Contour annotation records
■ ■ ■ ■ ■
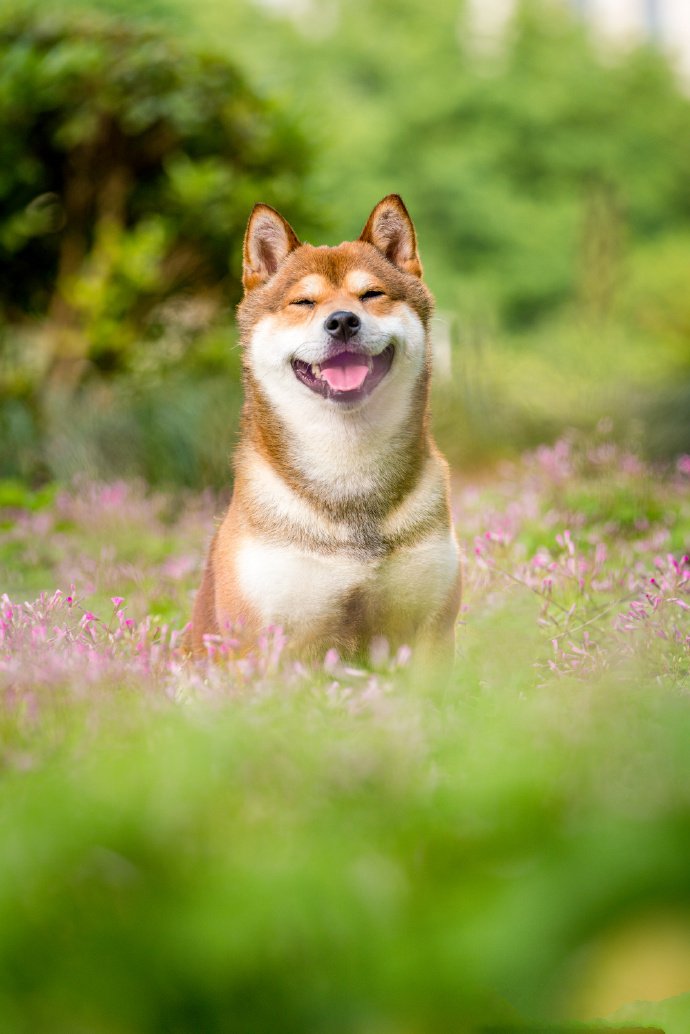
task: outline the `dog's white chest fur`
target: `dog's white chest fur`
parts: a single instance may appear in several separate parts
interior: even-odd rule
[[[449,592],[458,558],[452,534],[437,531],[367,561],[246,539],[236,562],[241,591],[262,624],[300,638],[329,621],[335,628],[355,596],[366,610],[395,611],[398,624],[422,631],[429,601]]]

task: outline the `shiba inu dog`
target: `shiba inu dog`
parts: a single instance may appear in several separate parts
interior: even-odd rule
[[[337,247],[257,205],[238,307],[244,407],[191,646],[281,626],[301,657],[452,648],[459,562],[429,433],[432,298],[400,197]]]

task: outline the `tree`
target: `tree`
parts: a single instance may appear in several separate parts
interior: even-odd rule
[[[308,224],[308,166],[294,121],[229,59],[95,14],[5,14],[0,313],[48,317],[63,383],[126,367],[181,301],[193,321],[237,299],[254,201]]]

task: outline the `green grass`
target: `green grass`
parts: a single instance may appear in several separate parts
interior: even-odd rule
[[[5,486],[3,1032],[684,1034],[687,476],[604,445],[458,491],[452,674],[185,664],[217,500]]]

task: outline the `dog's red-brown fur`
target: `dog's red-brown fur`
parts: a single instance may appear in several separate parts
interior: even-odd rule
[[[428,425],[432,299],[421,274],[396,195],[337,247],[300,244],[278,213],[254,208],[238,309],[241,437],[193,609],[197,655],[208,634],[240,631],[251,643],[276,624],[309,657],[365,653],[379,637],[452,643],[459,565]],[[290,365],[296,355],[322,362],[324,321],[340,311],[361,322],[367,354],[395,348],[361,404],[317,397]]]

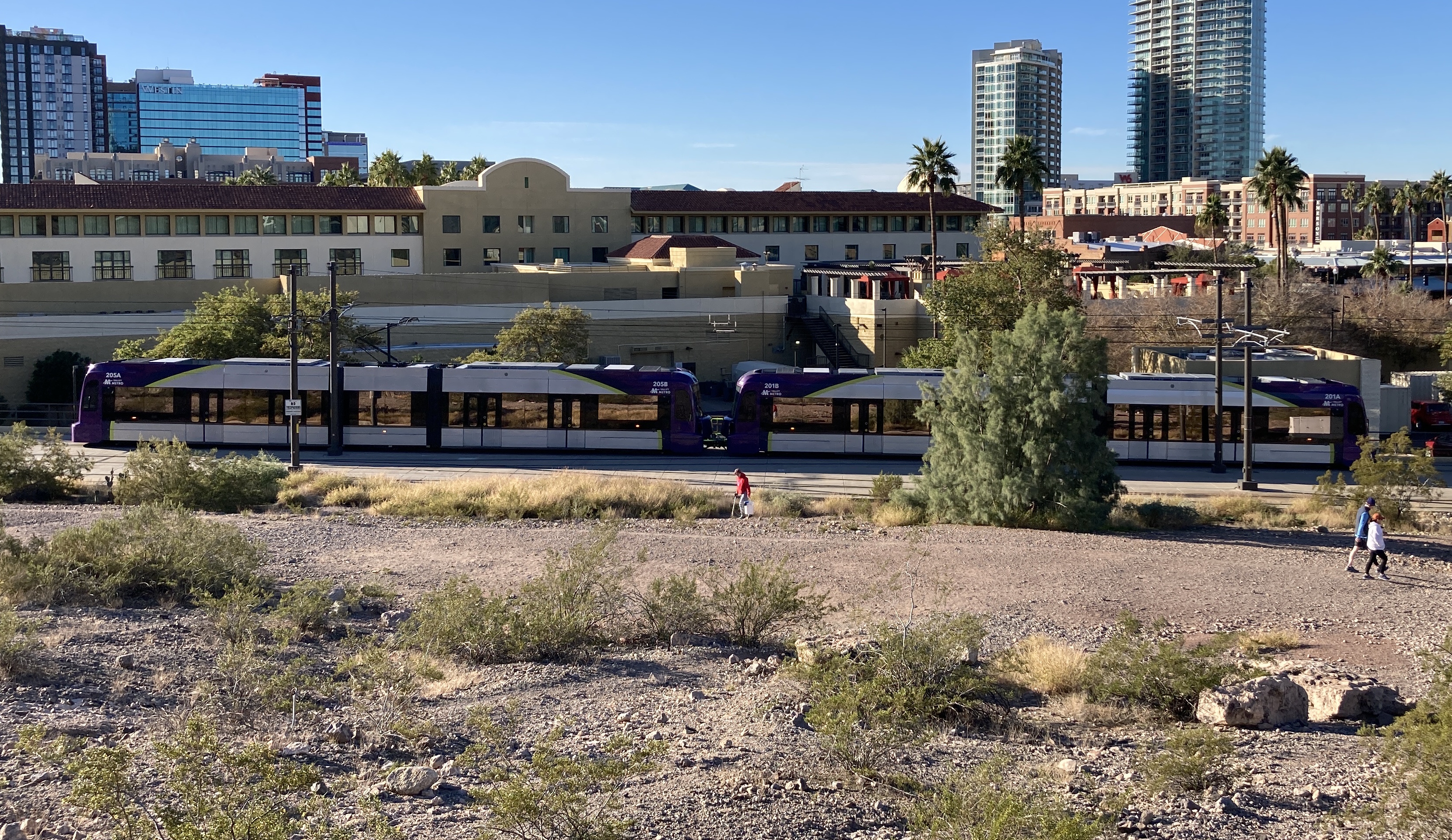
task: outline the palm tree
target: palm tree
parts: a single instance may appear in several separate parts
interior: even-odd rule
[[[1220,193],[1205,196],[1205,206],[1195,216],[1195,226],[1210,234],[1211,238],[1224,239],[1224,229],[1228,223],[1230,212],[1225,210],[1225,203],[1220,199]],[[1215,245],[1215,261],[1220,261],[1220,245]]]
[[[1019,241],[1028,235],[1024,229],[1024,205],[1028,190],[1044,192],[1044,178],[1048,177],[1048,165],[1038,151],[1034,138],[1018,133],[1008,139],[1003,155],[999,157],[999,168],[993,173],[993,183],[1000,189],[1013,190],[1018,197],[1018,236]]]
[[[463,171],[459,173],[459,177],[466,181],[476,181],[479,180],[479,176],[484,173],[484,170],[488,168],[488,165],[489,161],[484,160],[484,155],[473,155],[472,158],[469,158],[469,165],[466,165]]]
[[[922,145],[913,145],[912,148],[916,154],[908,158],[908,165],[912,167],[908,170],[908,189],[928,196],[928,231],[932,239],[928,257],[928,277],[932,281],[938,279],[938,216],[932,209],[932,197],[939,192],[950,196],[958,186],[954,181],[958,177],[958,167],[953,165],[953,158],[957,155],[948,151],[948,144],[942,142],[942,138],[935,141],[922,138]]]
[[[1381,245],[1381,215],[1390,209],[1391,196],[1387,194],[1387,187],[1381,186],[1381,181],[1366,184],[1366,192],[1356,199],[1356,212],[1371,215],[1371,229],[1375,231],[1374,236],[1378,245]]]
[[[1452,193],[1452,177],[1448,177],[1446,170],[1437,170],[1432,173],[1432,180],[1427,181],[1427,197],[1436,196],[1437,203],[1442,205],[1442,296],[1446,297],[1448,293],[1448,193]]]
[[[328,174],[322,176],[322,180],[318,181],[318,186],[319,187],[362,187],[363,186],[363,178],[359,177],[357,170],[354,170],[353,167],[350,167],[347,164],[343,164],[343,168],[333,170]]]
[[[1397,271],[1401,271],[1401,261],[1379,244],[1366,255],[1366,264],[1362,265],[1362,277],[1381,277],[1387,280]]]
[[[1401,184],[1397,194],[1391,197],[1391,209],[1407,219],[1407,283],[1411,283],[1411,271],[1417,264],[1417,221],[1427,206],[1427,196],[1417,181]]]
[[[408,170],[393,149],[385,149],[367,168],[370,187],[407,187],[408,181]]]
[[[1286,268],[1291,263],[1286,213],[1305,209],[1305,199],[1301,197],[1301,184],[1305,183],[1305,170],[1295,162],[1295,155],[1285,151],[1284,147],[1273,147],[1256,161],[1256,168],[1246,184],[1262,205],[1270,207],[1272,235],[1276,239],[1276,268],[1282,287],[1286,284]]]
■ ■ ■ ■ ■
EXERCISE INSTRUCTIONS
Print out the whole of the material word for word, without pictures.

RESPONSE
task: outline the `dog's white chest fur`
target: `dog's white chest fur`
parts: a single instance may appear in several separate parts
interior: even-odd rule
[[[449,592],[458,558],[452,534],[437,531],[367,561],[246,539],[236,562],[241,591],[262,624],[300,638],[329,621],[335,628],[355,596],[366,610],[395,611],[398,624],[422,631],[429,601]]]

task: outline the `shiba inu dog`
target: `shiba inu dog`
parts: a single instance may appear in several separate parts
interior: even-odd rule
[[[337,247],[257,205],[238,307],[244,407],[191,646],[281,626],[301,657],[452,648],[459,562],[429,433],[432,298],[400,197]]]

task: outline the `tree`
target: `tree`
parts: a single instance may appear in several separate parts
interior: even-odd rule
[[[308,224],[308,166],[294,121],[229,59],[95,14],[5,14],[0,313],[48,317],[63,383],[126,367],[181,301],[193,321],[237,299],[254,201]]]

task: outline the `green grass`
target: `green grass`
parts: a single instance may appear in several separate parts
interior: even-odd rule
[[[5,486],[3,1032],[684,1034],[687,476],[604,445],[458,491],[452,674],[185,664],[217,500]]]

task: outline the `dog's red-brown fur`
target: `dog's red-brown fur`
parts: a single instance may appear in several separate parts
interior: even-odd rule
[[[428,425],[432,299],[421,274],[396,195],[337,247],[300,244],[278,213],[254,208],[238,309],[241,437],[193,609],[197,655],[208,634],[240,631],[251,643],[276,624],[309,657],[365,653],[379,637],[452,643],[459,565]],[[290,365],[296,355],[322,362],[324,321],[340,311],[361,322],[367,354],[395,348],[361,404],[317,397]]]

task: outline the palm tree
target: palm tree
parts: a single instance may appear in several separate parts
interior: even-odd rule
[[[1220,193],[1205,196],[1205,206],[1195,216],[1195,226],[1210,234],[1211,238],[1224,239],[1224,229],[1228,223],[1230,212],[1225,210],[1225,203],[1220,199]],[[1215,245],[1215,261],[1220,261],[1220,245]]]
[[[1019,241],[1028,235],[1024,229],[1024,205],[1028,190],[1044,192],[1044,178],[1048,177],[1048,165],[1038,151],[1034,138],[1018,133],[1008,139],[1003,155],[999,157],[999,168],[993,173],[993,183],[1000,189],[1013,190],[1018,197],[1018,236]]]
[[[463,171],[459,173],[459,177],[466,181],[476,181],[479,180],[479,176],[484,173],[484,170],[488,168],[488,165],[489,161],[484,160],[484,155],[473,155],[472,158],[469,158],[469,165],[466,165]]]
[[[922,145],[913,145],[912,148],[916,154],[908,158],[908,165],[912,167],[908,170],[908,189],[928,196],[928,231],[932,239],[928,257],[928,277],[932,281],[938,279],[938,216],[932,209],[932,197],[939,192],[950,196],[958,186],[954,181],[958,177],[958,167],[953,165],[953,158],[957,155],[948,151],[948,144],[942,142],[942,138],[935,141],[922,138]]]
[[[1381,245],[1381,215],[1390,209],[1391,196],[1387,194],[1387,187],[1381,186],[1381,181],[1366,184],[1366,192],[1356,199],[1356,212],[1371,215],[1371,229],[1375,231],[1374,236],[1378,245]]]
[[[1452,193],[1452,177],[1448,177],[1446,170],[1437,170],[1432,173],[1432,180],[1427,181],[1427,197],[1436,196],[1437,203],[1442,205],[1442,296],[1446,297],[1448,293],[1448,193]]]
[[[328,174],[322,176],[322,180],[318,181],[318,186],[319,187],[362,187],[363,186],[363,178],[359,177],[357,170],[354,170],[353,167],[350,167],[347,164],[343,164],[343,168],[333,170]]]
[[[1397,271],[1401,271],[1401,261],[1379,244],[1366,255],[1366,264],[1362,265],[1362,277],[1381,277],[1387,280]]]
[[[1401,184],[1397,194],[1391,197],[1391,209],[1407,219],[1407,283],[1411,283],[1411,271],[1417,264],[1417,221],[1427,206],[1427,196],[1417,181]]]
[[[408,170],[393,149],[385,149],[367,168],[370,187],[407,187],[408,181]]]
[[[1286,268],[1291,263],[1286,213],[1305,209],[1305,199],[1301,197],[1301,184],[1305,183],[1305,170],[1295,162],[1295,155],[1285,151],[1284,147],[1273,147],[1256,161],[1256,168],[1246,184],[1262,205],[1270,207],[1272,235],[1276,239],[1276,268],[1282,287],[1286,284]]]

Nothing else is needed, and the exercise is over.